**Job 1**. Transcribe the passage of the Purple Key thread starting at "I have heard" and ending at "be much help.".
**Job 2**. In the Purple Key thread, what grounds does MadMartigan give for suspecting that "purple key" is not a term from general practice? Answer in one to three sentences.

**Document text**.

|---|

# Purple Key in Depth



## The Contender (May 16, 2021)

I would like to learn more about the Purple Key with every form including the movement, wrist turns, speed (even in depth in training), shoulder movement or anything in depth with lots of explanation. I learned it in Tang So Doo; however, I would like to know the most out of it for self training. Also, when do you use Purple Key in self defense? I remember solar plexus is the best option, and the stance matters as well. Purple Key may have a combo of 1, 2, or 3. I am not sure Purple Key is long distance or not long distance. How would you use that? Any additional info about Purple Key would be nice. Thank you.


----------



## Kung Fu Wang (May 16, 2021)

Purple key?


----------



## The Contender (May 16, 2021)

Kung Fu Wang said:


> Purple key?
> 
> View attachment 26768


Yes, the one where you punch.


----------



## MadMartigan (May 17, 2021)

I have a suspicion that this 'purple key' may be something that the nstructor you saw talked about as part of their instructional methods... but is not part of general practice (unless 1 of the many Tang Soo Do practitioners here knows better).
I ran a google search and found nothing on that topic. Seems like it's something no one else had ever heard of.


----------



## Buka (May 17, 2021)

I used to teach in a few Tang Soo schools (general fighting). I don't remember the Purple Key term. But I might have just forgotten.


----------



## dvcochran (May 17, 2021)

The Contender said:


> Yes, the one where you punch.


I have heard purple referred to as the color for/of growth. In most systems it is in the middle of the color belt (gup) progression to black belt. Often after green belt and before red/brown belt. 
Beyond that I cannot be much help.


----------



## The Contender (May 18, 2021)

Basically, it is a middle punch. We practice in place. I just want to know more about it.


----------

|---|

**Information supplied**.
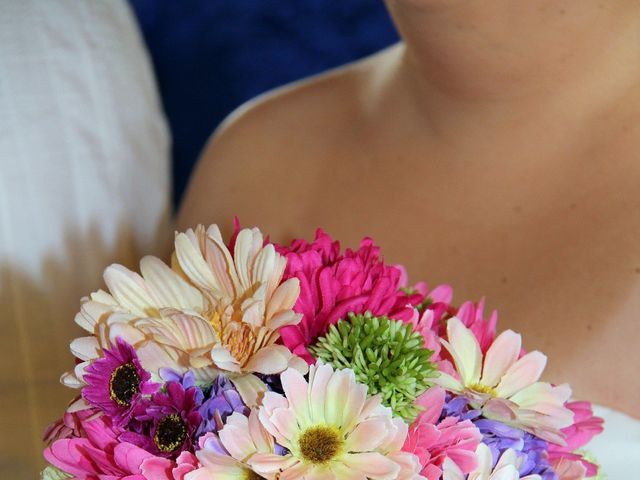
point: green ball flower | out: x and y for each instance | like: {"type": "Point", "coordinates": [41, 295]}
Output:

|---|

**Right answer 1**.
I have heard purple referred to as the color for/of growth. In most systems it is in the middle of the color belt (gup) progression to black belt. Often after green belt and before red/brown belt. 
Beyond that I cannot be much help.

**Right answer 2**. MadMartigan ran a Google search and found nothing on the topic. From this, MadMartigan concludes that it seems to be something no one else had heard of and is therefore likely part of one instructor's own teaching methods.